**Document extract:**
◇ ◇ ◇

In a further aspect of the invention, the spray heads are mounted so that the orifice of each spray head nozzle is substantially flush with the interior cylindrical surface of the barrel. In this fashion, the movement of crests of the screw, the particles, or both, across the flush-mounted spray heads minimizes the formation of coating composition solids build-up inside the auger assembly. As a result, auger assembly downtime is minimized and the substrate particles are more uniformly coated with the desired concentration of polymeric coating particles.

BRIEF DESCRIPTION OF THE DRAWINGS

The teachings of this invention are described in more detail in the following description and in the drawings, in which

FIG. 1A is a scanning electron micrograph (SEM) of a coated pellet made in accordance with the principles of the invention;

FIG. 1B is a scanning electron micrograph (SEM) of a portion of the coated pellet of FIG. 1A ;

FIG. 2 is a block diagram of a process for producing coated pellets in accordance with the principles of the invention;

FIG. 3 is an enlarged, partial cross-sectional view of a particle feeder and auger assembly according to the principles of the invention; and

FIG. 4 is an enlarged, partial cross-sectional view of several spray heads mounted to the auger assembly of FIG. 3 .

DETAILED DESCRIPTION OF THE PREFERRED EMBODIMENTS OF THE INVENTION

One aspect of the invention is directed to a coated polymeric particle having improved anti-block characteristics including a polymeric substrate particle and a block-reducing coating on the surface of the polymeric substrate particle, the block-reducing coating comprised of polymeric coating particles.

The term “particle”, as used herein, refers to the physical form or shape of the polymeric materials of the invention, and includes, for example, a pellet, granule, chip, powder, flake, sphere, or any other form or shape suitable for use as either a substrate or a coating material.

◇ ◇ ◇

**Data rows:**
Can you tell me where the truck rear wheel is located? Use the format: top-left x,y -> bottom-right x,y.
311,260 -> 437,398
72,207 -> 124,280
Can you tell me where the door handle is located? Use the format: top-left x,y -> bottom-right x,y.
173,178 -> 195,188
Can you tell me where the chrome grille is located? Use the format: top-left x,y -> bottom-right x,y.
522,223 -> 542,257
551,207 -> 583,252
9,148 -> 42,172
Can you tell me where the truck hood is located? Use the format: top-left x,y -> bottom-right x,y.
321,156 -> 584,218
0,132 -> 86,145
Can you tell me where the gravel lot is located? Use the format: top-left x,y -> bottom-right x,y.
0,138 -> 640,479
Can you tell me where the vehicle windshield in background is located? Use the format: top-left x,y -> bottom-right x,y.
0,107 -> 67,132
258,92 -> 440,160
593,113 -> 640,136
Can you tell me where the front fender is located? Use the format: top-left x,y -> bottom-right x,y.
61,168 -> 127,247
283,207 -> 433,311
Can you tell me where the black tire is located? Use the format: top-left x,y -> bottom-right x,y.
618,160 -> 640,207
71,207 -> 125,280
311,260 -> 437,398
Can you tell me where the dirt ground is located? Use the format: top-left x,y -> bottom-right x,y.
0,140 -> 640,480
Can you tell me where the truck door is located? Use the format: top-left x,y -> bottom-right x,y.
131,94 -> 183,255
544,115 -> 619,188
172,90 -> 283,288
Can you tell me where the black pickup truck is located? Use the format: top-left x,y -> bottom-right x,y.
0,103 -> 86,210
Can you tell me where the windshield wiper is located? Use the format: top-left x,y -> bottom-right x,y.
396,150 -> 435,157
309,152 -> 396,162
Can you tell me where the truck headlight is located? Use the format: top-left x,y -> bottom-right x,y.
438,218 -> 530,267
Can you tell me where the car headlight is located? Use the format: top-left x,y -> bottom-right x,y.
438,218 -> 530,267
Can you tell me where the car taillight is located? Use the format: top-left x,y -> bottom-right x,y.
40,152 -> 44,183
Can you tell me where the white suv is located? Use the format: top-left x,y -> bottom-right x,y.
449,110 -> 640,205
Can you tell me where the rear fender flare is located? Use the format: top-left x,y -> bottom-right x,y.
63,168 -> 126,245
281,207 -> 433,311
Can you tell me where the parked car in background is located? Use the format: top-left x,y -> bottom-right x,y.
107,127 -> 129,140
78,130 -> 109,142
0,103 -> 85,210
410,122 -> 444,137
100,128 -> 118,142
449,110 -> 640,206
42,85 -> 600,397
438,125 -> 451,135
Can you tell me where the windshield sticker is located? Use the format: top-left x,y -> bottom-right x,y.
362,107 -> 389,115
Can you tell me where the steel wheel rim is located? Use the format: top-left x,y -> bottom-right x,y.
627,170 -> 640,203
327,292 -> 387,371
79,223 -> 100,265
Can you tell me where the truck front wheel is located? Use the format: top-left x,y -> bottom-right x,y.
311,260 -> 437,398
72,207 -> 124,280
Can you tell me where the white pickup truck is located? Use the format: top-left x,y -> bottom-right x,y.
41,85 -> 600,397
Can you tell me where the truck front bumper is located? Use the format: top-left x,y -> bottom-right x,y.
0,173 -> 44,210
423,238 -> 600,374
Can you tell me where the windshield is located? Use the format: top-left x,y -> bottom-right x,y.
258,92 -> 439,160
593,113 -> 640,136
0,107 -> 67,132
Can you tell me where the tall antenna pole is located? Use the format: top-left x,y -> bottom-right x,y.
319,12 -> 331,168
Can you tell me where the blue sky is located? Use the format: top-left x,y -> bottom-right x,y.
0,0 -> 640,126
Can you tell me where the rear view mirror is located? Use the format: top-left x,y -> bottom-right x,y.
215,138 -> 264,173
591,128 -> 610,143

◇ ◇ ◇

**Exercise tasks:**
1: Copy from the patent excerpt the passage starting at "DETAILED DESCRIPTION OF" and ending at "comprised of polymeric coating particles.".
2: Answer yes or no for each statement about the patent excerpt, and quote the words from it that settle the answer. (a) The orifice of each spray head nozzle sits substantially flush with the interior cylindrical surface of the barrel. (b) FIG. 2 is a scanning electron micrograph of a coated pellet. (c) A flake counts as a "particle" as the term is used.
3: According to the patent excerpt, what does FIG. 4 show?

**Answers per task:**
1:
DETAILED DESCRIPTION OF THE PREFERRED EMBODIMENTS OF THE INVENTION

One aspect of the invention is directed to a coated polymeric particle having improved anti-block characteristics including a polymeric substrate particle and a block-reducing coating on the surface of the polymeric substrate particle, the block-reducing coating comprised of polymeric coating particles.

2:
(a) Yes: "the orifice of each spray head nozzle is substantially flush with the interior cylindrical surface of the barrel"
(b) No: "FIG. 2 is a block diagram of a process for producing coated pellets in accordance with the principles of the invention"
(c) Yes: "includes, for example, a pellet, granule, chip, powder, flake, sphere, or any other form or shape"

3: An enlarged, partial cross-sectional view of several spray heads mounted to the auger assembly of FIG. 3.